-- Teks Hasil Ekstraksi --
————————

Ketika sudah cukup dewasa, Joko Samudra dibawa ibunya ke Surabaya untuk belajar agama kepada Sunan Ampel. Tak berapa lama setelah mengajarnya, Sunan Ampel mengetahui identitas sebenarnya dari murid kesayangannya itu. Kemudian, Sunan Ampel mengirimnya dan Makdhum Ibrahim (Sunan Bonang), untuk mendalami ajaran Islam di Pasai. Mereka diterima oleh Maulana Ishaq yang tak lain adalah ayah Joko Samudra. Di sinilah, Joko Samudra, yang ternyata bernama Raden Paku, mengetahui asal-muasal dan alasan mengapa dia dulu dibuang.
Dakwah dan kesenian
Setelah tiga tahun berguru kepada ayahnya, Raden Paku atau lebih dikenal dengan Raden 'Ainul Yaqin kembali ke Jawa. Ia kemudian mendirikan sebuah pesantren giri di sebuah perbukitan di desa Sidomukti, Kebomas. Dalam bahasa Jawa, giri berarti gunung. Sejak itulah, ia dikenal masyarakat dengan sebutan Sunan Giri.
Pesantren Giri kemudian menjadi terkenal sebagai salah satu pusat penyebaran agama Islam di Jawa, bahkan pengaruhnya sampai ke Madura, Lombok, Kalimantan, Sulawesi, dan Maluku. Pengaruh Giri terus berkembang sampai menjadi kerajaan kecil yang disebut Giri Kedaton, yang menguasai Gresik dan sekitarnya selama beberapa generasi sampai akhirnya ditumbangkan oleh Sultan Agung.
Terdapat beberapa karya seni tradisional Jawa yang sering dianggap berhubungkan dengan Sunan Giri, diantaranya adalah permainan-permainan anak seperti Jelungan, Lir-ilir dan Cublak Suweng; serta beberapa gending (lagu instrumental Jawa) seperti Asmaradana dan Pucung.

SEJARAH DAN ASAL USUL SUNAN GIRI, ULAMA PENDIRI KERAJAAN ISLAM GIRI KEDATON

Sunan Giri memiliki nama asli Raden Paku. Sewaktu masih mondok di pesantren Ampeldenta, Raden Paku bersahabat sangat akrab dengan putra Sunan Ampel (Raden Rahmat) yang bernama Raden Makdum Ibrahim (kelak dikenal sebagai Sunan Bonang). Keduanya bagai saudara kandung yang saling menyayangi dan saling mengingatkan. Setelah berusia 16 tahun, kedua pemuda itu dianjurkan untuk menimba ilmu pengetahuan yang lebih tinggi di negeri seberang sambil meluaskan pengalaman.

————————

-- Cuplikan Data --
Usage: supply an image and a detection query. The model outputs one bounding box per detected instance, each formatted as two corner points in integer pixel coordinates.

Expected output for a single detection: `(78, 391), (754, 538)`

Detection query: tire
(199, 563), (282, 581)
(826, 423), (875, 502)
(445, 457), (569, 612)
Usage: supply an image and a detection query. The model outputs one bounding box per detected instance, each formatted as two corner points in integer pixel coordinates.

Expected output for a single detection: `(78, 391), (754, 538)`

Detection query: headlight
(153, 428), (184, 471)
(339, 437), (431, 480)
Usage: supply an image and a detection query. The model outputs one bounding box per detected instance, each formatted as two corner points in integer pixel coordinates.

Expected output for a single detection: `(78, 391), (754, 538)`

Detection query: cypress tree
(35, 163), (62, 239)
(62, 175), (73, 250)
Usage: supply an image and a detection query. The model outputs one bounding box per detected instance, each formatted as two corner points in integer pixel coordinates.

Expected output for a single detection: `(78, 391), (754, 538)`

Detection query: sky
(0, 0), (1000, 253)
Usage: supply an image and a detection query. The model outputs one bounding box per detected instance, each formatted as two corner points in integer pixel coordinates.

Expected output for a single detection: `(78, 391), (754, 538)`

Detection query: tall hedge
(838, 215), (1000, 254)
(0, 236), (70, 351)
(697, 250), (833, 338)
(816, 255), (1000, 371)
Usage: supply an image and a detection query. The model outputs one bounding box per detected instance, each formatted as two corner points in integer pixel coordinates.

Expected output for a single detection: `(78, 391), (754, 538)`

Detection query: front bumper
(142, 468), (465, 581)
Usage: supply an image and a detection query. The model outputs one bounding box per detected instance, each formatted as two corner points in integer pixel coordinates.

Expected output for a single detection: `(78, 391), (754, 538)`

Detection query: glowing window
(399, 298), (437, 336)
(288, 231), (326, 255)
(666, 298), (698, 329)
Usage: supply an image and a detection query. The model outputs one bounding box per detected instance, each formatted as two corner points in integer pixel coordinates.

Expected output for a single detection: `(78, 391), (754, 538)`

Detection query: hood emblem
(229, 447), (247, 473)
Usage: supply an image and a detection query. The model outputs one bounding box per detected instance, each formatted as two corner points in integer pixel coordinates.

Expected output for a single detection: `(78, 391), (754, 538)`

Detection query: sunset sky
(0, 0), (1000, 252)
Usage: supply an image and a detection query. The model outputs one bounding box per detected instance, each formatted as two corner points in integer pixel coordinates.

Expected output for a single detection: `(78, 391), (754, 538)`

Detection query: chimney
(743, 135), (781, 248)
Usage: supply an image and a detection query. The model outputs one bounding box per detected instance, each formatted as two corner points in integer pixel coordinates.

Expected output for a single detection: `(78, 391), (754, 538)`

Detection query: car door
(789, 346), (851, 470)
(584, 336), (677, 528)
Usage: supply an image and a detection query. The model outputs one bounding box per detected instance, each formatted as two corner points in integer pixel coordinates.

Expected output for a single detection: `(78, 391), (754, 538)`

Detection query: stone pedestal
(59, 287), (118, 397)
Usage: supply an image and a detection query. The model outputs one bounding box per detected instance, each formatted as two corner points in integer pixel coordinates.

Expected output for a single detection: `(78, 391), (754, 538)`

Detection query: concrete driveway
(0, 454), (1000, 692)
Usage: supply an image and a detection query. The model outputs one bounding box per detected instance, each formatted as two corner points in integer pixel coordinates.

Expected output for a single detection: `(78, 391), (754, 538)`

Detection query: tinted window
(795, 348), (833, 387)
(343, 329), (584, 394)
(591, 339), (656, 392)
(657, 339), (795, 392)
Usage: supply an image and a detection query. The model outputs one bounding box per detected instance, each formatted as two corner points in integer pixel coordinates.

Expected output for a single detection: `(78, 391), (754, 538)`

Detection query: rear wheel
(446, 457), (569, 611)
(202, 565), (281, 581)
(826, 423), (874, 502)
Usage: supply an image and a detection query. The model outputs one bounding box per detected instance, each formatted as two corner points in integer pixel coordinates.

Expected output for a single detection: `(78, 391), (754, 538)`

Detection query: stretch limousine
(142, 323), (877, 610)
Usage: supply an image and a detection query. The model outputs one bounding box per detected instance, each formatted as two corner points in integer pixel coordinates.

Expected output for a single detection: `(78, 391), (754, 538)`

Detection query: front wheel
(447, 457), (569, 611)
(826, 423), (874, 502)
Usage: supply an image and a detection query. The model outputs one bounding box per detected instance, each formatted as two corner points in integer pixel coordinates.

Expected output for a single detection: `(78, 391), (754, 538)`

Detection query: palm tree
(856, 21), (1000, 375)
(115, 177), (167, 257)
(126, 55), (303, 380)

————————

-- Perintah Tugas --
Ubahlah paragraf dalam teks tentang Sunan Giri yang diawali dengan "Pesantren Giri kemudian menjadi terkenal" menjadi daftar poin yang lebih ringkas tanpa menghilangkan fakta utamanya.

-- Penyelesaian --
- Pesantren Giri terkenal sebagai salah satu pusat penyebaran agama Islam di Jawa.
- Pengaruhnya meluas sampai ke Madura, Lombok, Kalimantan, Sulawesi, dan Maluku.
- Pengaruh Giri berkembang menjadi kerajaan kecil bernama Giri Kedaton.
- Giri Kedaton menguasai Gresik dan sekitarnya selama beberapa generasi.
- Kerajaan itu akhirnya ditumbangkan oleh Sultan Agung.